START Passage for review

Tuesday March 31st, 2015:
After our teaching-induced hiatus, we are going to resume our TB modeling calls!! The next 2 calls are going to be at 2pm Eastern time on March 31 and April 21 (both Tuesdays). Our goal is to continue the calls at approximately monthly intervals after that time. On the 31st, we're going to discuss a recent piece by Kevins Cain and De Cock in PLOS Medicine (attached), which has important implications for modeling of MDR TB in Africa, and in mobile populations in general. Also some very interesting thoughts about what these kinds of findings mean for our ability to control drug-resistant TB in the long term. TB is featuring prominently in global discussions about antimicrobial resistance and the public health response thereto, and it would be very interesting to think about if/how modeling can contribute to this discussion.
In another exciting development, our modeling group's first writing group submitted a manuscript for review at the American Journal of Public Health - so we're actually hoping to contribute to the scientific discussion on linkage between modeling and public health in TB, even as we carry on our own discussions as well! Thanks to Nila and Gwen for spearheading that, and fingers crossed for that review process to be a positive one!
Tuesday December 16th, 2014:
Our last TB modeling group discussion of the year will be at noon Eastern time on Tuesday (Dec. 16). Andrew Azman will be joining us from Geneva to discuss his attached article, published earlier this month in BMC Medicine. The article is designed to help people convert "cost per TB case diagnosed and treated using active case-finding" into "cost per DALY averted". I'm sure Andrew will be happy to give a little backstory as to how this piece came about, the review process, and perhaps key a larger discussion about how to position cost-effectiveness analyses of various TB interventions - is it necessary, for example, to do a full-on cost-utility model to come up with a cost per DALY for each intervention, and how should those types of results be interpreted in dynamic infectious disease systems?
Have a wonderful start to this week, and I look forward to the discussion on Tuesday!!
Tuesday November 25th, 2014:
Our next TB modeling group discussion will be at noon Eastern time on Tuesday (Nov. 25). Rather than having another journal club-type discussion, I thought we could have something of a roundtable forum on the following proposition and question:
"There is often a great disconnect between the collection of TB data and the crafting of TB public health policy: data that are collected are often either not relevant for decision-making or not translated into a policy framework, and data that could help to inform policy are often not prioritized for collection and/or translation. Part of this disconnect may reflect a training system that is not designed to address this problem.
How should we change our training system -- both short-term/small steps and long-term/large changes -- in order to address this gap?"

END Passage for review
START Listed records

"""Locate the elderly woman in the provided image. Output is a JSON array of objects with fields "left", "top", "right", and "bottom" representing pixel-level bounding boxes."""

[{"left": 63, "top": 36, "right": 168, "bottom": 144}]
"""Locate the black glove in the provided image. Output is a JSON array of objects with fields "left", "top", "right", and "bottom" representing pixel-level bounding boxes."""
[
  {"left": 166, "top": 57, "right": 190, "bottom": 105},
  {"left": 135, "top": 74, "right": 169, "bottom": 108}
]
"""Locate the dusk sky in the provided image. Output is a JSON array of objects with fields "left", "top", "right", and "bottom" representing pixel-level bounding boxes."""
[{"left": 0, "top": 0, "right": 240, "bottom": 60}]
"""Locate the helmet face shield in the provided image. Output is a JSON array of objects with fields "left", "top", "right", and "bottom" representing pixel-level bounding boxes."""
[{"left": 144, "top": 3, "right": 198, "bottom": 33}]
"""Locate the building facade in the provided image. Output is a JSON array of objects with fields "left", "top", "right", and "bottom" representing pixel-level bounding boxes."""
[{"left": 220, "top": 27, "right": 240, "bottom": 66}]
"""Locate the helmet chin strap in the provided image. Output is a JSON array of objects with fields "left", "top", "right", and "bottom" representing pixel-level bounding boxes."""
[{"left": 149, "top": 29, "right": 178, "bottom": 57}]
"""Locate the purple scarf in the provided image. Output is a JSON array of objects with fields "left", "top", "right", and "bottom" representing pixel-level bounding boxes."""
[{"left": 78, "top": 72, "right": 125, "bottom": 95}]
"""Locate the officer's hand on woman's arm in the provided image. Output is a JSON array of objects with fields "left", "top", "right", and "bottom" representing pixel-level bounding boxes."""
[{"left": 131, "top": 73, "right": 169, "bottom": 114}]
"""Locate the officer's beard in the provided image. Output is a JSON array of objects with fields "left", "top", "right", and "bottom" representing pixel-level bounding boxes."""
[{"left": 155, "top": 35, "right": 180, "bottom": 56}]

END Listed records

What you will do> Pick up the TB modeling group's call announcements where they stop, and keep writing them from there.

Answer section>
We'll start with perspectives from two people here at Hopkins (Sourya Shrestha and Parastu Kasaie) who come from backgrounds other than TB epidemiology. We will then open it up to the larger group. I will encourage you to think about your own personal training journey, what went well and what could have gone better -- I think that, the more personal and "real" the stories are, the richer the discussion will be! I will be very interested to hear how many of you ended up as part of this group, and interested in such questions.
I look forward to the discussion and to hearing from many of you on Tuesday!
Tuesday October 14th, 2014:
It's time to re-start our TB modeling calls for the year!! As discussed before, we're keeping these to a monthly, rather than twice-monthly, schedule in order to ease everyone's schedules. This week, Rosa Sloot from the University of Amsterdam has agreed to participate in an "ask-the-author" session about the attached article, in which she and her colleagues scoured 10 years worth of public health records in Amsterdam looking at contacts of pulmonary TB cases to shed some light on the probability of developing TB following a likely infection event. Her findings have clear relevance for TB models, in which we are frequently having to specify a "recent progression proportion" or probability of progression to active TB after a successful infection.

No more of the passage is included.